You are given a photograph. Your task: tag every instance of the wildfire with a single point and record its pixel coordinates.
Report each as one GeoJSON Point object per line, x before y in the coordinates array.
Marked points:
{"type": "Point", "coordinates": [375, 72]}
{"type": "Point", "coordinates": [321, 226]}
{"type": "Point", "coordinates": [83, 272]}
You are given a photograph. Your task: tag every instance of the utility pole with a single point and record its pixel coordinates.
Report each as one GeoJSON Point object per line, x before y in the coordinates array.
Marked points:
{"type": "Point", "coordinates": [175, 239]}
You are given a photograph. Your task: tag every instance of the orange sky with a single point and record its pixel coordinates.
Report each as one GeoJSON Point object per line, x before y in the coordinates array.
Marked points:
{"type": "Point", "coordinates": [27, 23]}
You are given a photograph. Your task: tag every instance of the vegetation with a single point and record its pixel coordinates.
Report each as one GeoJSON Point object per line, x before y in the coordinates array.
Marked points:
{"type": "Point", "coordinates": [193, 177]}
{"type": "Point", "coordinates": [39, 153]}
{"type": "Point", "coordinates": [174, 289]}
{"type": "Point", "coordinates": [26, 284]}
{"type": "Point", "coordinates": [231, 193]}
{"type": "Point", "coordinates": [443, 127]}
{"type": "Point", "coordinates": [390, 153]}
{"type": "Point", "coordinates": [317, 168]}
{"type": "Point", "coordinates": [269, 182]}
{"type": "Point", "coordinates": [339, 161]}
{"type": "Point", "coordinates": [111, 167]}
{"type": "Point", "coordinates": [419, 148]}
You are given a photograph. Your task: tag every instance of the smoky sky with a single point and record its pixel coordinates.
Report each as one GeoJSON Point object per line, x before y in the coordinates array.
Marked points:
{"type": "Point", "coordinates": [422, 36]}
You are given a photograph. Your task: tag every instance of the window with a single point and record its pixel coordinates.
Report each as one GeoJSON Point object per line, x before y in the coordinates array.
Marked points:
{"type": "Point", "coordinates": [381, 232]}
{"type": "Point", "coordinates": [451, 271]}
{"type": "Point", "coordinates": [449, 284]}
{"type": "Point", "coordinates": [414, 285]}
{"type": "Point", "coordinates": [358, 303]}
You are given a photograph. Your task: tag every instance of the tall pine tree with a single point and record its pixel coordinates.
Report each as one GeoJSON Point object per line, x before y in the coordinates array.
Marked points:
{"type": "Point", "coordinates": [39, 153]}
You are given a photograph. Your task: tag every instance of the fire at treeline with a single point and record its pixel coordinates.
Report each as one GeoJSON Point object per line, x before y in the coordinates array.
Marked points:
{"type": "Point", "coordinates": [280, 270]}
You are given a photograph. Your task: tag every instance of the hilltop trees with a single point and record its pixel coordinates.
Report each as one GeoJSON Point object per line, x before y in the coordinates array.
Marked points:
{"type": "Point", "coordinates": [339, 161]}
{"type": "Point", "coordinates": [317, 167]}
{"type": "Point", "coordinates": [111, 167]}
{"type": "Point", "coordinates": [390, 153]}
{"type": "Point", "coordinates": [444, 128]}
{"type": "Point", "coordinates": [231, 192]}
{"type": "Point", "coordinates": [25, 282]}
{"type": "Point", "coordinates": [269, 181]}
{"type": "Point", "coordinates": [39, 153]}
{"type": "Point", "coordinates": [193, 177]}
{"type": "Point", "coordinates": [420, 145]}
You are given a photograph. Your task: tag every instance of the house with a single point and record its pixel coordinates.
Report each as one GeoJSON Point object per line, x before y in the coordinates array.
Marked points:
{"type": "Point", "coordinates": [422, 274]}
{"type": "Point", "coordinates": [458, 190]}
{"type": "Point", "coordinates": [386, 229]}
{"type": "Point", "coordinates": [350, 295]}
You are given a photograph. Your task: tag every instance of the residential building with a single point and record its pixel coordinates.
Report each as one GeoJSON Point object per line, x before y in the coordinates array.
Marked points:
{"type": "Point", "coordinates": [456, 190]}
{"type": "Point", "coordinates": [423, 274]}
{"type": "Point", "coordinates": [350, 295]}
------------------------------
- _Directions_
Turn the stretch from the line containing "of the house" through the end of the items into a Markdown table with the columns Row and Line, skipping any blank lines. Put a running number in Row and the full line in Line.

- _Output of the exercise_
| Row | Line |
|---|---|
| 1 | You are given a photograph. Your task: tag every instance of the house with a single point and record its pixel coordinates. |
| 2 | Report each as one GeoJSON Point object per line, x before y in the coordinates array. |
| 3 | Marked points: |
| 4 | {"type": "Point", "coordinates": [422, 274]} |
| 5 | {"type": "Point", "coordinates": [458, 190]} |
| 6 | {"type": "Point", "coordinates": [386, 229]} |
| 7 | {"type": "Point", "coordinates": [350, 295]} |
| 8 | You are given a photograph. Your task: tag every instance of the residential building with a single point and record its pixel coordinates. |
| 9 | Report each as one GeoJSON Point object per line, x before y in the coordinates array. |
| 10 | Marked points: |
| 11 | {"type": "Point", "coordinates": [456, 190]} |
| 12 | {"type": "Point", "coordinates": [423, 274]} |
| 13 | {"type": "Point", "coordinates": [350, 295]} |